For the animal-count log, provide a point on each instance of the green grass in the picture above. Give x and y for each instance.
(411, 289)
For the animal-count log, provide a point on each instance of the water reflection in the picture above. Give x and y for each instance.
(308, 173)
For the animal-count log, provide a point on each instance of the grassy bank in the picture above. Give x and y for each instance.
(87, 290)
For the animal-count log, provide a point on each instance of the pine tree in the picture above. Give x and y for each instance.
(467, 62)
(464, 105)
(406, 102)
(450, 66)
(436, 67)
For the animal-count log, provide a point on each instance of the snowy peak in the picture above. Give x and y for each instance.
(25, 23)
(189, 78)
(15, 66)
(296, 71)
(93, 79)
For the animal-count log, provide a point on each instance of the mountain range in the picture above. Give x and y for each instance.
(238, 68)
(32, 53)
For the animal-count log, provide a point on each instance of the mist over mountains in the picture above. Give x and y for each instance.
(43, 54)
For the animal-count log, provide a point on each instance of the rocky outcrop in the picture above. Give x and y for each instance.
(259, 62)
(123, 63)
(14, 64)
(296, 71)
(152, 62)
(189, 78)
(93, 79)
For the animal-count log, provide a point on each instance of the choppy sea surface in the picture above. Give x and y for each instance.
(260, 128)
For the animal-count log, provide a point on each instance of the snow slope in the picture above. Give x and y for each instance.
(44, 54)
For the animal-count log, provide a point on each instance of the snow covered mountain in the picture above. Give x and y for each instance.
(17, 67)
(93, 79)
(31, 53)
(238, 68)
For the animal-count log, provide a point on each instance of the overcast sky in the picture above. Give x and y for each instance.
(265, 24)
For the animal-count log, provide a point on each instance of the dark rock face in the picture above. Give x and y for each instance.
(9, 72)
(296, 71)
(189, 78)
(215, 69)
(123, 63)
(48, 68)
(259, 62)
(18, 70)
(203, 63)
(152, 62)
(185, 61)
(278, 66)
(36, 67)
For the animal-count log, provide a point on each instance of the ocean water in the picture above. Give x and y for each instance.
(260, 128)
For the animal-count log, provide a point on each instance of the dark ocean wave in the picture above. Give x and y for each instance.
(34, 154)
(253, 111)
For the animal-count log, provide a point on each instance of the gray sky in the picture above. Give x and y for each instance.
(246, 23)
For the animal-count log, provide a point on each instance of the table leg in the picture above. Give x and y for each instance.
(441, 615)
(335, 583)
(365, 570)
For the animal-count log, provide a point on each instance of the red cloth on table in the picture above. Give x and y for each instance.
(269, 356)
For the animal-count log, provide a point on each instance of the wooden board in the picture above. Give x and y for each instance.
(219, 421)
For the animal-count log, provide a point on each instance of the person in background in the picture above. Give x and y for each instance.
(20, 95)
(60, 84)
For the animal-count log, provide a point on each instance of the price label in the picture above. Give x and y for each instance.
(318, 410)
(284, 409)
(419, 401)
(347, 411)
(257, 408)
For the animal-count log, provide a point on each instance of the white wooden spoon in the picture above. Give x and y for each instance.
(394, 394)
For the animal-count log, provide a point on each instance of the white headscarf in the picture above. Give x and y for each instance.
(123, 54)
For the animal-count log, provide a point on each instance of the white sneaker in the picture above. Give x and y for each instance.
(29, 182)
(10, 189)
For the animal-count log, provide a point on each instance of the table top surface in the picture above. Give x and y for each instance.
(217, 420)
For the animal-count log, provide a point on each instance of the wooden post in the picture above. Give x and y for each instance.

● **Request**
Starting at the line containing "of the person" and ending at the final line of the material, format each line as a row of a Markdown table with columns Row and Line. Number the rows and omit any blank lines.

● **Solution for this problem**
| Row | Line |
|---|---|
| 1 | For the animal-count log, provide a point on each instance of the person in background in the picture above. Give x and y for each instance. |
| 2 | (20, 95) |
| 3 | (60, 84) |
| 4 | For the animal-count log, provide a point on each instance of the price label in the picture above. Give x and y for each instance. |
| 5 | (318, 410) |
| 6 | (284, 409) |
| 7 | (419, 401) |
| 8 | (347, 411) |
| 9 | (257, 408) |
| 10 | For the animal-count log, provide a point on each instance of the white wooden spoon in the picture above. Give x and y for each instance. |
| 11 | (394, 394) |
| 12 | For the animal-count log, provide a point on each instance of the white headscarf in the picture above. Give x and y for each instance. |
| 13 | (123, 54) |
| 14 | For the animal-count log, provide a point on each instance of the white sneaker in the picture above. Give x and y for each instance. |
| 15 | (29, 182) |
| 16 | (10, 189) |
| 17 | For the animal-count log, provide a point on each instance of the table top surface in the picture above. Give x and y for each instance. |
| 18 | (217, 420) |
| 19 | For the animal-count log, provide a point on each instance of the wooden post in the picture above. Give x and y for each instance. |